[Region labeling items]
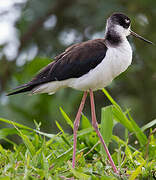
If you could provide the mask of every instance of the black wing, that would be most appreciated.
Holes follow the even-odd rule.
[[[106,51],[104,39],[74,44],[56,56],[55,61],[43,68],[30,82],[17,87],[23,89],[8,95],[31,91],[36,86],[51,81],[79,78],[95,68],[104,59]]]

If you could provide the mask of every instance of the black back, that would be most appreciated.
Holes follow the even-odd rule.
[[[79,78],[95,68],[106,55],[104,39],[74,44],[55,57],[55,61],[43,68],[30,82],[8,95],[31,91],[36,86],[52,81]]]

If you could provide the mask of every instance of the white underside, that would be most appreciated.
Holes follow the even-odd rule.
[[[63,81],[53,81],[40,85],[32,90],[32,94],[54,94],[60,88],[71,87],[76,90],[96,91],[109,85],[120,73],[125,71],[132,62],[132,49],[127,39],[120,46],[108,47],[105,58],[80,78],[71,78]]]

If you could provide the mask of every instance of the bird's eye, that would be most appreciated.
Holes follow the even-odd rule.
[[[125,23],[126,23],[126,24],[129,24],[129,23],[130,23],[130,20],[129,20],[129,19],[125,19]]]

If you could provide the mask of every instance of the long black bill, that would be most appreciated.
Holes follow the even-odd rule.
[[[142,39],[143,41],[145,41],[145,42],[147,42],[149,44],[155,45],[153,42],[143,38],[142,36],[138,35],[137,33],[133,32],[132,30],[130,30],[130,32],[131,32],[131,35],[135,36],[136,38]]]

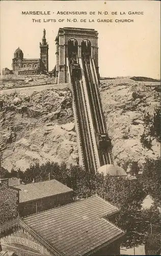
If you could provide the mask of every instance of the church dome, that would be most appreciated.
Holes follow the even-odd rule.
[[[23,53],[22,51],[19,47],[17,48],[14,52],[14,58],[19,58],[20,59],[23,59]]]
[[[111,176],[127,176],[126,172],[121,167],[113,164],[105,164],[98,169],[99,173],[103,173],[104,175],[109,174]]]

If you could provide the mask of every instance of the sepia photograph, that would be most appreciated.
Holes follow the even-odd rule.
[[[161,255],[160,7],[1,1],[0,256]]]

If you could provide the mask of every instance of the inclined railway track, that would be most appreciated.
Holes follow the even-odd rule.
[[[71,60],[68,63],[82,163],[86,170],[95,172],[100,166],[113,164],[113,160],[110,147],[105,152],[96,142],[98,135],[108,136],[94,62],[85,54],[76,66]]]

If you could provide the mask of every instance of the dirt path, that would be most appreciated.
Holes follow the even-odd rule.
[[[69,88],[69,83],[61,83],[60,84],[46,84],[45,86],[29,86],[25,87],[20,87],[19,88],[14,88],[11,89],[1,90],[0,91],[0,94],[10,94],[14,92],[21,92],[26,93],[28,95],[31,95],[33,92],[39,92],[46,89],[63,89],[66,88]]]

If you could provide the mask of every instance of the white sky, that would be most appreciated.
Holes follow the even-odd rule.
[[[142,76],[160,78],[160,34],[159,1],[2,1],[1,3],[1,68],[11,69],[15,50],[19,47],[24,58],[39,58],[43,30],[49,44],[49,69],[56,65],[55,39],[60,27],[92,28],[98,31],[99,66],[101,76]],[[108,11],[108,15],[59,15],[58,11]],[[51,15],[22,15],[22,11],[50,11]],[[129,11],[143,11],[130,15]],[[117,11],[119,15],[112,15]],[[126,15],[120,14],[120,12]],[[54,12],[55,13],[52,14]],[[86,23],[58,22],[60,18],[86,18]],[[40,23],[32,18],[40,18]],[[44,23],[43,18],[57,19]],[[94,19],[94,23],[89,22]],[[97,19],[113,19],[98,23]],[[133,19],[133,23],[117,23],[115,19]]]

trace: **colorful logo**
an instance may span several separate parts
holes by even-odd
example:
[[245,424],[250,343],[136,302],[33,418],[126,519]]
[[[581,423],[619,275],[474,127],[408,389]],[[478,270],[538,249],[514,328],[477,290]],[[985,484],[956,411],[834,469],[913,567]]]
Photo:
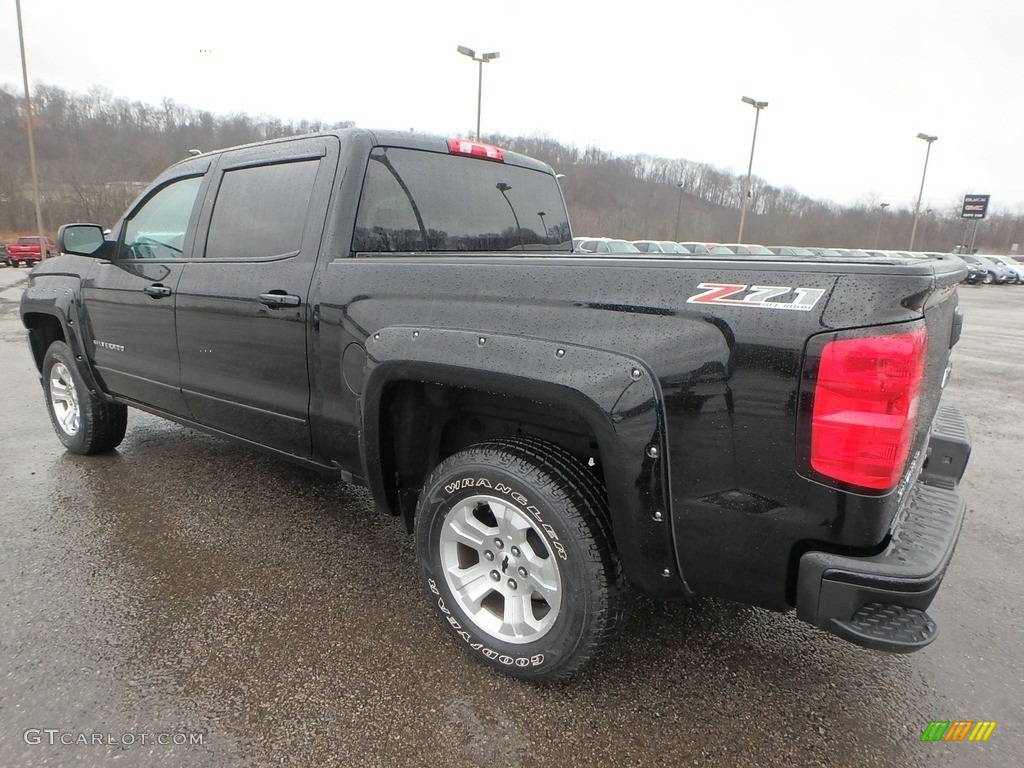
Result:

Exercise goal: From the material above, write out exactly the lines from the line with "sky, that would be most appreciated." through the closing line, inclusive, and no pictures.

Answer for this exercise:
If you could provide the mask of every instance of the white sky, that would be most appreciated.
Holes follow the even-odd rule.
[[[142,76],[160,78],[160,34],[159,1],[2,1],[1,3],[1,68],[11,69],[15,50],[19,47],[24,58],[39,58],[43,30],[49,44],[49,69],[56,65],[55,39],[60,27],[92,28],[98,31],[99,66],[101,76]],[[108,11],[108,15],[59,15],[58,11]],[[51,15],[22,15],[22,11],[50,11]],[[129,11],[143,11],[130,15]],[[117,11],[119,15],[112,15]],[[126,15],[120,14],[120,12]],[[54,12],[55,13],[52,14]],[[86,23],[58,22],[60,18],[86,18]],[[40,23],[32,18],[40,18]],[[44,23],[43,18],[57,19]],[[94,19],[94,23],[89,22]],[[97,19],[113,19],[98,23]],[[133,19],[133,23],[117,23],[115,19]]]

trace: **colorful logo**
an instance may span several separate parts
holes by even-odd
example:
[[245,424],[250,343],[136,302],[33,418],[126,519]]
[[[581,423],[619,275],[474,127],[408,389]],[[478,270],[538,249],[514,328],[477,290]],[[985,484],[956,411],[834,469],[913,567]]]
Photo:
Result:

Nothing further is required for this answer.